BEGIN SELECTED TEXT

Q2 2026, what 47 actually means.
European mid-market companies score a median 47 out of 100 on AI maturity, based on 1,367 valid mid-market responses across 12 European countries collected during Q1 2026 (1 January – 31 March 2026), analysed and published in April. This inaugural quarterly unpacks that number, what's behind it, where the sectoral gaps sit, and what changes between now and 2 August 2026, the legally binding date for the EU AI Act's high-risk obligations under Regulation (EU) 2024/1689. The European Parliament voted in March 2026 to support a postponement to 2 December 2027; the Council must adopt before August for the delay to take legal effect. Boards cannot bet on extension, the preparation work is the same either way.
Three numbers that anchor everything else.
Median European mid-market AI maturity score
47/100
Cross-industry blend, calibrated against MIT Sloan/BCG 2024 and the Q1 2026 Arqmetrica Index cohort (N=1,367, 95% CI ±1.2 pts). Steady against implied 2024 baselines, the gap to leaders is widening, not closing.
Companies with a named AI governance owner
31%
Capgemini EU AI Act readiness survey, Q4 2024. The remaining 69% must close that gap before August 2026 enforcement.
Pilots that reach production
22%
MIT Sloan/BCG 2024 longitudinal data. The 'AI pilot purgatory' gap is the single biggest determinant of who captures value from AI in 2026.
These three statistics describe the strategic landscape European mid-market boards are operating in this quarter. Each is sourced and cross-referenced in the appendix; none is editorial speculation. If you read nothing else in this report, read these.
How this report is built.
Six statistics worth reading twice.
These are the six headline numbers from the Q2 2026 cohort. Every figure carries a source citation; the underlying weighted methodology is documented at the methodology page. Where the seed-benchmark research is the primary anchor, we say so explicitly, readers can verify against the original study.
Median maturity score
47/100
Cross-industry blend across the six weighted dimensions (Source: MIT Sloan/BCG 2024 + Arqmetrica Index Q1 2026, N=1,367, 95% CI ±1.2 pts). Cronbach's α = 0.84 across the full 24-item scale, internal consistency exceeds the 0.70 threshold typical for management research.
Top-quartile threshold (p75)
60/100
The score above which a company sits in the top 25% of European mid-market peers (Source: Arqmetrica Index Q1 2026 cohort, N=1,367, calibrated against distributed Q3 2024 benchmarks).
Bottom-quartile threshold (p25)
33/100
The score below which a company sits in the bottom 25% of European mid-market peers (Source: Arqmetrica Index Q1 2026 cohort, N=1,367, calibrated against distributed Q3 2024 benchmarks).
Strongest dimension cross-industry, Strategy
56
Strategy & vision is the highest-scoring dimension across all sectors blended (Source: MIT Sloan/BCG 2024 cluster analysis + Arqmetrica Index Q1 2026, N=1,367).

END SELECTED TEXT
BEGIN DATASET CONTENT

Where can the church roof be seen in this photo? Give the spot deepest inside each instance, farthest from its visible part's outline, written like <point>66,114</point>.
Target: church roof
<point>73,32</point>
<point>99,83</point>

END DATASET CONTENT

WHAT THIS EXERCISE ASKS>
A: Print the part of the AI maturity report between "Pilots that reach" and "report, read these.", inclusive.
B: Continue the AI maturity report from its last sentence onward.

ANSWERS TO THE EXERCISES>
A:
Pilots that reach production
22%
MIT Sloan/BCG 2024 longitudinal data. The 'AI pilot purgatory' gap is the single biggest determinant of who captures value from AI in 2026.
These three statistics describe the strategic landscape European mid-market boards are operating in this quarter. Each is sourced and cross-referenced in the appendix; none is editorial speculation. If you read nothing else in this report, read these.

B:
Weakest dimension cross-industry, Governance
28
Governance & ethics is the lowest-scoring dimension across all sectors blended, and the one the EU AI Act is about to enforce (Source: Capgemini EU AI Act readiness survey, Q4 2024 + Arqmetrica Index Q1 2026, N=1,367).
Pilots-to-production rate
22%
Of all AI pilots launched in European mid-market companies, roughly one in five reaches production (Source: MIT Sloan/BCG 2024 longitudinal, corroborated by Arqmetrica Index Q1 2026 ROI dimension medians, N=1,367).
The full cross-industry dimension table.
Median scores for each of the six weighted dimensions, blended across all ten industries and all five employee bands. The p25–p75 column captures the middle 50% of the cohort. Source citations link every row to its primary research anchor.
| Dimension | Weight | Median | p25 – p75 | Primary source |
|---|---|---|---|---|
| Strategy & vision | 18% | 47 | 32–60 | MIT Sloan/BCG 2024 cross-industry median |
| Data foundations | 17% | 45 | 30–58 | MIT Sloan/BCG 2024 cross-industry median |
| People & capability | 17% | 43 | 28–56 | Stanford AI Index 2024 cross-industry |
| Governance & ethics | 17% | 28 | 15–45 | Capgemini EU AI Act readiness Q4 2024 |
| Tooling & infrastructure | 14% | 47 | 33–61 | MIT Sloan/BCG 2024 cross-industry |
| ROI & measurement | 17% | 39 | 25–53 | MIT Sloan/BCG 2024 cross-industry |
Five sectors, five distinct profiles.
Each industry below is anchored to the 100–249 employee band, the most mid-market-typical cohort. Median scores are computed using the same weighted formula as the live Index, so the headline number for each sector is directly comparable across industries and against your own future result.
Manufacturing
44/100
Median score
European manufacturing scores a median 47/100, exactly on the cross-industry line. The sector's strength is Strategy (52) and Tooling (49); its weakness is Governance (31). The widely-quoted '67% of manufacturers stuck at AI pilot purgatory' figure is consistent with what the per-dimension scores predict: high ambition, decent tooling, and an EU AI Act readiness gap that is starting to bite as supplier audits cascade through tier-1 OEMs.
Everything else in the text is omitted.